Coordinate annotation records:

::::::::::

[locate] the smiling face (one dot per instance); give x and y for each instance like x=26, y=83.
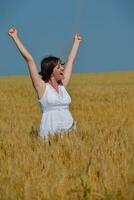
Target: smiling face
x=58, y=72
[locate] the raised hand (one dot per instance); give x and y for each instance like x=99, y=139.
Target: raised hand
x=78, y=38
x=12, y=32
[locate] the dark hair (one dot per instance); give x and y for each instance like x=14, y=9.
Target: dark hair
x=47, y=66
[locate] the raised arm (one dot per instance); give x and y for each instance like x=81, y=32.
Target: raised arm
x=38, y=83
x=71, y=58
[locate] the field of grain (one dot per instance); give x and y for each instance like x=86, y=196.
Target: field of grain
x=94, y=163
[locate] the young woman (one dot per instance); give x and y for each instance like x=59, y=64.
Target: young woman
x=51, y=88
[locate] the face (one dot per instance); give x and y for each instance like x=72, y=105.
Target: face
x=58, y=72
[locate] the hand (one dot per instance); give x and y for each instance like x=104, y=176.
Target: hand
x=78, y=38
x=12, y=32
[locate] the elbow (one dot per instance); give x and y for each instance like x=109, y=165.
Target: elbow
x=29, y=60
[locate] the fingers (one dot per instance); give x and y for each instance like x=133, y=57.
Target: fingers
x=78, y=37
x=12, y=31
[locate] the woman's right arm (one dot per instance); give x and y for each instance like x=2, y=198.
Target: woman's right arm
x=38, y=83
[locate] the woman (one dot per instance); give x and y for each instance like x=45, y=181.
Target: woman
x=51, y=92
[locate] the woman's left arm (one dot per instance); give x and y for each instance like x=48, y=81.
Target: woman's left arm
x=70, y=60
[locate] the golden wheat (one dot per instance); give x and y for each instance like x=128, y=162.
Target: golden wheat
x=96, y=162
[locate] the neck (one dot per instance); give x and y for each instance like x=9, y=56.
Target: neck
x=53, y=82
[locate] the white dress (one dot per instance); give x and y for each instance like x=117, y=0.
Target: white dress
x=56, y=117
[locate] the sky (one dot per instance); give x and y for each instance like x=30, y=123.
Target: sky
x=47, y=27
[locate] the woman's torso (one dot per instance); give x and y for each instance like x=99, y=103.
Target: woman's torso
x=55, y=108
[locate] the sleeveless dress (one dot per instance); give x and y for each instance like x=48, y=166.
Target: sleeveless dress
x=56, y=117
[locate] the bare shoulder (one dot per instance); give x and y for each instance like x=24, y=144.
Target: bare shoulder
x=41, y=89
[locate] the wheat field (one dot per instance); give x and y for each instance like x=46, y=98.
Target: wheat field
x=96, y=162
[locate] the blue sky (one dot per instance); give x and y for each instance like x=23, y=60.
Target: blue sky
x=47, y=27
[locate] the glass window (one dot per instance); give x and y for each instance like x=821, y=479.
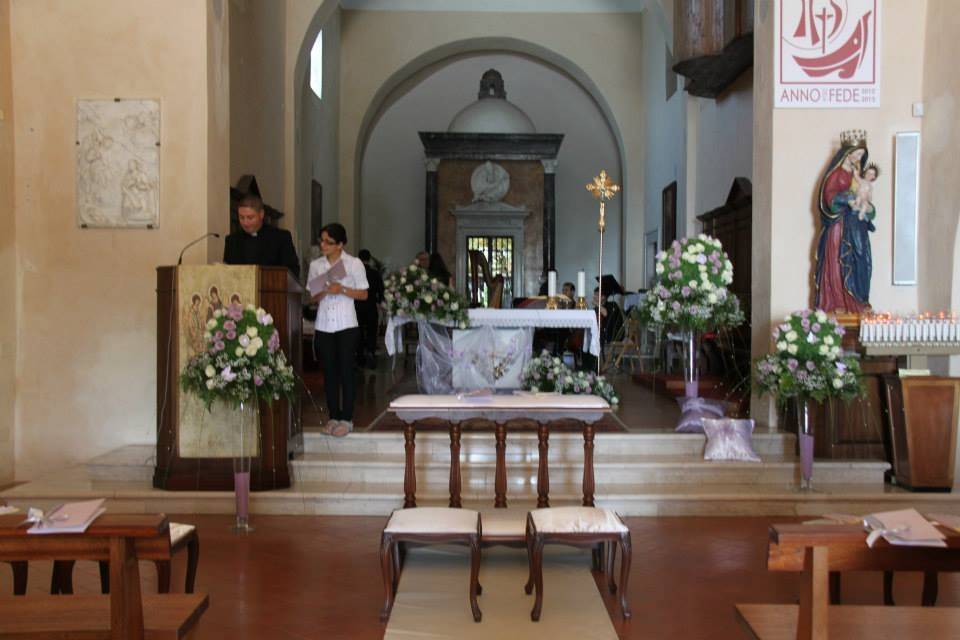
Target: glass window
x=316, y=66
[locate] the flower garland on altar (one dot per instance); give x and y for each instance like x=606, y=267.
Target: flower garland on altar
x=547, y=374
x=808, y=361
x=242, y=360
x=691, y=292
x=412, y=293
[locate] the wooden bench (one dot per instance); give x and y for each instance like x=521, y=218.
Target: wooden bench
x=121, y=615
x=818, y=550
x=499, y=409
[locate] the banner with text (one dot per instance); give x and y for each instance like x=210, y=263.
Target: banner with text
x=826, y=54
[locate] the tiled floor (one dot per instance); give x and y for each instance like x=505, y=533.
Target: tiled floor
x=318, y=577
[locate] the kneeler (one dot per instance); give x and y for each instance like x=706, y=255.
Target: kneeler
x=578, y=527
x=421, y=526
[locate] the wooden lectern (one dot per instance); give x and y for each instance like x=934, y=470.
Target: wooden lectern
x=280, y=427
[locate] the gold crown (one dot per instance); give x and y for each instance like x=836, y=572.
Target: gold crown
x=853, y=138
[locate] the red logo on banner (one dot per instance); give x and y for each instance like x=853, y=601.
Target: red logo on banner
x=826, y=43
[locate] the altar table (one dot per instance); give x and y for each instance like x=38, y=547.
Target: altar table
x=585, y=319
x=542, y=407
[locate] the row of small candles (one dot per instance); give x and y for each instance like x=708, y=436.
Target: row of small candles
x=923, y=328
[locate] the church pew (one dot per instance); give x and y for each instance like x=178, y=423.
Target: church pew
x=820, y=550
x=121, y=615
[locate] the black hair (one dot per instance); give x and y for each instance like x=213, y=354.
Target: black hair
x=336, y=232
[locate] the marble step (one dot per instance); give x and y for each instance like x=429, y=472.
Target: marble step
x=479, y=471
x=524, y=444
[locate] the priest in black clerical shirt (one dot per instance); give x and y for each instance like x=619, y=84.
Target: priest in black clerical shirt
x=259, y=243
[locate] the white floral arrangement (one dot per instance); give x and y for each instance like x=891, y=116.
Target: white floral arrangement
x=808, y=361
x=691, y=287
x=242, y=360
x=547, y=374
x=412, y=293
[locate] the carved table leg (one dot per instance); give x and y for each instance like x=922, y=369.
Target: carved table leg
x=588, y=487
x=500, y=481
x=455, y=465
x=409, y=472
x=543, y=472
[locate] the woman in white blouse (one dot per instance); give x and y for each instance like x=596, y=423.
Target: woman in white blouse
x=337, y=331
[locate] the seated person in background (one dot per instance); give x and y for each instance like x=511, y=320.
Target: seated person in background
x=437, y=268
x=259, y=243
x=610, y=319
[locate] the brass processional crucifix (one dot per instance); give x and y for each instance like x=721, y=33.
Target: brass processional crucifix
x=603, y=189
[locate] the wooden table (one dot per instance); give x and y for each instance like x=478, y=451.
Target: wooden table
x=119, y=538
x=499, y=409
x=821, y=551
x=849, y=552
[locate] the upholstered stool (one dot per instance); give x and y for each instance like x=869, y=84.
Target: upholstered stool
x=425, y=526
x=578, y=527
x=182, y=536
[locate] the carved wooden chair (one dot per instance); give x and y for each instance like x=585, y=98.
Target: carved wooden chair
x=420, y=526
x=578, y=527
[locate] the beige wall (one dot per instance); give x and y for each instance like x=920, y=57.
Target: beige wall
x=940, y=162
x=376, y=45
x=785, y=219
x=257, y=30
x=86, y=344
x=8, y=259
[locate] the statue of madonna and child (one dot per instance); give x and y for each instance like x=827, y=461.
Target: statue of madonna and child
x=844, y=261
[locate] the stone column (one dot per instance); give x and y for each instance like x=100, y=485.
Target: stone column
x=430, y=213
x=549, y=213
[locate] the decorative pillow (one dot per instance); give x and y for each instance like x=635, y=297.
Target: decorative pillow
x=729, y=439
x=694, y=410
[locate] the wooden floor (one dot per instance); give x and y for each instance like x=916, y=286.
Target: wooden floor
x=318, y=577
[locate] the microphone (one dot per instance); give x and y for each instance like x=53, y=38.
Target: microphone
x=203, y=237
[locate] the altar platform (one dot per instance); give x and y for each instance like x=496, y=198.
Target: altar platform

::::::::::

* _The problem_:
Make a verbatim copy of all the entries and strip out the pictures.

* _Result for this exercise_:
[locate] the smiling face (one dot per instance); give x and y for each instance like x=26, y=83.
Target: smiling face
x=58, y=72
[locate] the raised hand (one dot per instance); give x and y for each instance like x=99, y=139.
Target: raised hand
x=78, y=38
x=12, y=32
[locate] the dark hair (one dot per instance); give x and y for each instance like x=14, y=9.
Target: dark hair
x=47, y=66
[locate] the raised arm (one dot per instance); give x and y for each instance like x=81, y=32.
Target: raised arm
x=38, y=83
x=71, y=58
[locate] the field of grain (one dot per instance); give x and y for each instance like x=86, y=196.
Target: field of grain
x=94, y=163
[locate] the young woman (one dot per instance); give x and y for each instance like x=59, y=64.
Target: young woman
x=51, y=88
[locate] the face (one dot per instance); give x and y for each instance like x=72, y=105.
Target: face
x=58, y=72
[locate] the hand (one dot per instance); give x and y for each instance like x=104, y=176.
Target: hand
x=78, y=38
x=12, y=32
[locate] the elbow (one dot per instance); give x and y for each instance like x=109, y=165.
Target: elbow
x=29, y=60
[locate] the fingers (one dot per instance); give x and y for each instance like x=133, y=57.
Target: fingers
x=78, y=37
x=12, y=31
[locate] the woman's right arm (one dot per instance); give x and y for each instance like x=2, y=198.
Target: woman's right arm
x=38, y=83
[locate] the woman (one dot per instance); give x and y for each instance like x=45, y=181.
Target: woman
x=51, y=92
[locate] the woman's left arm (one dot per instance); give x and y for each instance like x=48, y=81.
Target: woman's left arm
x=70, y=60
[locate] the golden wheat (one dot per instance); give x and y for each instance like x=128, y=162.
Target: golden wheat
x=96, y=162
[locate] the neck (one dot per instance); give x and y for each instance like x=9, y=56.
Target: neck
x=53, y=82
[locate] the white dress (one dot per instance); give x and y for each instance like x=117, y=0.
Target: white dress
x=56, y=117
[locate] the sky (one dot per instance); give x and y for each instance like x=30, y=123.
Target: sky
x=47, y=27
[locate] the woman's torso (one dot per instance); give x and y for each instance like x=99, y=103.
Target: woman's torso
x=55, y=108
[locate] the sleeveless dress (one dot per instance); give x and y for each instance like x=48, y=166.
Target: sleeveless dress
x=56, y=117
[locate] the bare shoulder (one dot per instance); give x and y for each instance like x=24, y=144.
Target: bare shoulder
x=41, y=89
[locate] the wheat field (one dot per instance); give x and y for each instance like x=46, y=98.
Target: wheat field
x=96, y=162
[locate] the blue sky (one dot per instance); give x and y for each instance like x=23, y=60.
Target: blue sky
x=47, y=27
[locate] the glass window (one dot per instance); give x and y for each instance like x=821, y=479.
Target: glass window
x=316, y=66
[locate] the flower garland on altar (one dot per instance); give x and y for each instance like x=606, y=267.
Target: flower garland on altar
x=547, y=374
x=808, y=361
x=242, y=360
x=691, y=292
x=412, y=293
[locate] the wooden bench (one dot per instance); give x and y for each instance like x=521, y=218.
Target: wooden bench
x=121, y=615
x=818, y=550
x=499, y=409
[locate] the banner with text (one dot per instance); give x and y for each instance like x=210, y=263.
Target: banner with text
x=826, y=54
[locate] the tiled floor (one dot per instance); give x and y for each instance like x=505, y=533.
Target: tiled floor
x=318, y=577
[locate] the kneeler (one dot per instance); give x and y for each instance like x=706, y=255.
Target: kneeler
x=578, y=527
x=421, y=526
[locate] the wooden lectern (one dot per instance); give x and y for each instance like x=934, y=470.
Target: wooden lectern
x=280, y=427
[locate] the gold crown (one dot per instance); give x and y for each instance like x=836, y=572.
Target: gold crown
x=853, y=138
[locate] the red logo on banner (one dot per instance); give x and y for each instance like x=853, y=601.
Target: red logo on banner
x=826, y=43
[locate] the altar table (one dot per instance); give x and y for each instance like x=38, y=547.
Target: altar table
x=585, y=319
x=542, y=407
[locate] the row of small candles (one dot per instance); give x and y for each instance like x=708, y=436.
Target: row of small candles
x=923, y=328
[locate] the church pew (one dot per instance); give x and y for each instance like x=178, y=423.
Target: church pew
x=820, y=550
x=121, y=615
[locate] the black hair (one dot per instance); give x and y for each instance like x=213, y=354.
Target: black hair
x=336, y=232
[locate] the marble step (one dot per instance); give x and y for each instance like x=429, y=472.
Target: marble step
x=479, y=471
x=524, y=444
[locate] the priest in black clerical shirt (one dot per instance); give x and y for each instance like x=619, y=84.
Target: priest in black clerical shirt
x=259, y=243
[locate] the white floral arrangement (one dot per instance); give x and y for each instance like x=891, y=116.
Target: white floral arrangement
x=808, y=361
x=691, y=287
x=242, y=360
x=547, y=374
x=412, y=293
[locate] the carved table leg (one dot per instance); give x and y for each instance like x=922, y=369.
Target: carved table leg
x=588, y=487
x=500, y=481
x=455, y=465
x=409, y=472
x=543, y=472
[locate] the woman in white blouse (one dot per instance); give x and y for each instance like x=596, y=423.
Target: woman in white blouse
x=337, y=331
[locate] the seated person in background (one dot per instance); give x and y for each instance like x=511, y=320.
Target: seated person in background
x=437, y=268
x=259, y=243
x=610, y=319
[locate] the brass processional crucifix (one dot per instance); give x and y for each instance like x=721, y=33.
Target: brass processional crucifix
x=603, y=189
[locate] the wooden table (one dot per instance); give x and y for each instance like x=478, y=451.
Target: wooden table
x=119, y=538
x=499, y=409
x=821, y=551
x=849, y=552
[locate] the upholstered stool (one dot per instance); give x and y for each instance like x=869, y=84.
Target: upholstered stool
x=425, y=526
x=578, y=527
x=182, y=536
[locate] the carved wooden chair (one dot per instance); give x and y for each instance like x=585, y=98.
Target: carved wooden chair
x=420, y=526
x=578, y=527
[locate] the beige wall (one dot per instance); give x and y for each instance like x=920, y=57.
Target: beige wall
x=940, y=162
x=376, y=45
x=785, y=219
x=257, y=30
x=86, y=344
x=8, y=259
[locate] the statue of madonna and child (one dot per instance); give x and y for each instance like x=827, y=461.
Target: statue of madonna and child
x=844, y=261
[locate] the stone column (one dot per instance); give x and y for each instance like x=100, y=485.
Target: stone column
x=430, y=213
x=549, y=213
[locate] the decorative pillow (one dot per instance); give x and y for each instance like x=635, y=297.
Target: decorative pillow
x=729, y=439
x=694, y=410
[locate] the wooden floor (one dot per instance); give x and y for each instance like x=916, y=286.
Target: wooden floor
x=318, y=577
[locate] the microphone (one dot per instance); give x and y for each instance like x=53, y=38.
Target: microphone
x=203, y=237
[locate] the altar platform (one dot per instance); give x and y for each instance like x=496, y=198.
Target: altar platform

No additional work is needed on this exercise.